[BEGIN]

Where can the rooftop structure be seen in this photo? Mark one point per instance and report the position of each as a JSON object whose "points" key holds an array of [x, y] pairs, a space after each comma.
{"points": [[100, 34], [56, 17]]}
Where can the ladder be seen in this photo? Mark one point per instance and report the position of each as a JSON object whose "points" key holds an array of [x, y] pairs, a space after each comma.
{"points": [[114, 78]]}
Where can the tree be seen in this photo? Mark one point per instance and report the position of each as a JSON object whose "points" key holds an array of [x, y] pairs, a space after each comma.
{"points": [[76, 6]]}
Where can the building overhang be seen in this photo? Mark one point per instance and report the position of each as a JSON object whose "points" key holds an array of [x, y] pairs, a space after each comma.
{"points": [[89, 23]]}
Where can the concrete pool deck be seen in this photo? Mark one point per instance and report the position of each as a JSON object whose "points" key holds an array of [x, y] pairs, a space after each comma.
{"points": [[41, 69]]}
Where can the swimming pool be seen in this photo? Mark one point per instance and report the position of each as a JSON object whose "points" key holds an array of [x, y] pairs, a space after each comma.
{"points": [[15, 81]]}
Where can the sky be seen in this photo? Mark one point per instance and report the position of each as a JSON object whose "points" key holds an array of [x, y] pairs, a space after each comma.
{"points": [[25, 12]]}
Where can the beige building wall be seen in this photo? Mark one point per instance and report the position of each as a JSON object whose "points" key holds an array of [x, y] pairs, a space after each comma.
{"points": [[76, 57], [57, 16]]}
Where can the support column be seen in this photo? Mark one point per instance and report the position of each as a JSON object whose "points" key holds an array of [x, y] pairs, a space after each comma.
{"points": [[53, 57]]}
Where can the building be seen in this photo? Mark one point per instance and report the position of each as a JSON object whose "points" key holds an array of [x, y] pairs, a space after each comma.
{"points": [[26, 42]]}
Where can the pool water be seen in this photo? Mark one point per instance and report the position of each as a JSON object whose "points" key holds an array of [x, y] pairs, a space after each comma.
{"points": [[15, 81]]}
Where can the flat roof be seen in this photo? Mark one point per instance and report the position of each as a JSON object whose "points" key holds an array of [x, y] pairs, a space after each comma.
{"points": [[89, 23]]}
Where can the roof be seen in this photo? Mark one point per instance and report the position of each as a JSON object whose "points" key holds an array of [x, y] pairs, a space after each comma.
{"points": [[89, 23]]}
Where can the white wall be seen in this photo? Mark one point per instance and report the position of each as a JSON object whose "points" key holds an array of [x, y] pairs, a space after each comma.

[END]
[BEGIN]

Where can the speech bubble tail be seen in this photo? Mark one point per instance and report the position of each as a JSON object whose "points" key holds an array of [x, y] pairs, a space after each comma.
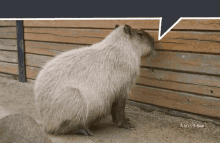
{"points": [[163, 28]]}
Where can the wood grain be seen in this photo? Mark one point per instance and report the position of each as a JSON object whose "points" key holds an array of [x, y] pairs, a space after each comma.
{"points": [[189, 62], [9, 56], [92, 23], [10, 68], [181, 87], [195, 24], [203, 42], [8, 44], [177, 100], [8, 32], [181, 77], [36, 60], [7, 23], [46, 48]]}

[END]

-- Written instruction --
List each line in the material above that contains the string "wall", treating uppercase and lowercase letters as different.

-- Answer --
Where can the beige building wall be seen in this photo? Mark one point per instance and report the position of each as a JSON object whose "points" key holds an array of [x, y] pairs, a space after each comma.
Where can the white wall be seen in this photo? Mark one point per instance and report the position of each as a JSON object whose "points" key holds an array of [x, y] pairs, a space after each comma.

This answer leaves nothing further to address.